Gov. Wolf's proposed 2017-18 budget says the consolidation of four departments into a new Health and Human Services Department "will drive better outcomes, improve customer service, and save more than $90 million."

Yet most of the projected savings detailed last week by the administration have nothing to do with anticipated efficiencies from putting the Human Services, Health, Aging, and Drug and Alcohol Departments under the new department.

Instead, the planned cuts are from actions that the individual departments could take on their own.

Half the projected $90 million in savings, or $45 million, would come from slashing a dispensing fee paid to pharmacists under a Department of Aging program that helps certain seniors with drug expenses from $13 to $4.

For pharmacists, the proposed cut in their dispensing fee, set by a law passed last year, came as a shock, said Pat Epple, chief executive of the Pennsylvania Pharmacists Association.

The budget proposal said the fee reduction would align the state's drug program for the elderly with fee-for-service Medicaid, but the latter pricing system has to change this year under a Centers for Medicare and Medicaid Services rule.

REQUIRED TASKS
1 – In the budget article, what is the dispensing fee for pharmacists in the Department of Aging drug program cut from and to?
2 – Keep writing the budget article, picking up right after its last sentence.
You won't need the stored data entries for any of this.

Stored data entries
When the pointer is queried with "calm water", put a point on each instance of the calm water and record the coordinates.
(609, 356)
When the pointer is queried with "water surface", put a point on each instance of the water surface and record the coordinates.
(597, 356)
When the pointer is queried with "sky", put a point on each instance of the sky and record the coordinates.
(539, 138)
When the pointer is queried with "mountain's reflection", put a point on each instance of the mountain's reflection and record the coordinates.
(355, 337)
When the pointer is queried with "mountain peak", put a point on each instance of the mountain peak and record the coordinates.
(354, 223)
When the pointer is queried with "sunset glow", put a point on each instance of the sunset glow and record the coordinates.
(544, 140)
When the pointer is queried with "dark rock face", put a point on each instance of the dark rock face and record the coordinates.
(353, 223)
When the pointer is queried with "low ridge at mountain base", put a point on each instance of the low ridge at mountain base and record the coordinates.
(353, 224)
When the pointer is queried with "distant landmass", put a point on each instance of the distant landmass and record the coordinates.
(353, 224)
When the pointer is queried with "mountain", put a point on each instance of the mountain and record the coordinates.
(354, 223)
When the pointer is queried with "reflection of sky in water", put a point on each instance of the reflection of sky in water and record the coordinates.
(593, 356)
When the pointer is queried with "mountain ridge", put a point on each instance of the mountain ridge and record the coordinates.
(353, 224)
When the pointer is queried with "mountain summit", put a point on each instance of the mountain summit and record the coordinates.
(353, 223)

RESPONSES BY TASK
1 – It would be cut from $13 to $4.

2 –
Pennsylvania's and many other state Medicaid programs reimburse pharmacists an amount that often has a tenuous link to the cost of the drug for the pharmacy, which means pharmacists sometimes make or lose money on individual drugs, Epple said.

Under the CMS rule, states must adopt a method that reflects the actual cost of buying the drug, and pay pharmacists a fair dispensing fee.

The 10 states that have already adopted "actual acquisition cost" or CMS's "national average drug acquisition cost" paid dispensing fees from about $10 to $15 a prescription in the quarter ended Sept. 30.

Pennsylvania's drug benefit for the elderly reimburses at the current national average drug acquisition cost, plus $13, which is in the range of what other states reimbursing actual costs pay under Medicaid fee-for-service, as opposed to managed care, where the dispensing is as little as $1.17 per prescription.

The state's human services department hired Mercer to conduct a dispensing fee survey of pharmacies. Pharmacists had to respond by Sept. 2.

"I don't know what the survey found, but I can tell you it isn't $4," Epple said.

The next biggest chunk of savings would come from a cut in spending on 55 state health centers from $23.4 million to $10.4 million. The Wolf administration counted that as $15 million in savings, based on the costs to continue the program unchanged.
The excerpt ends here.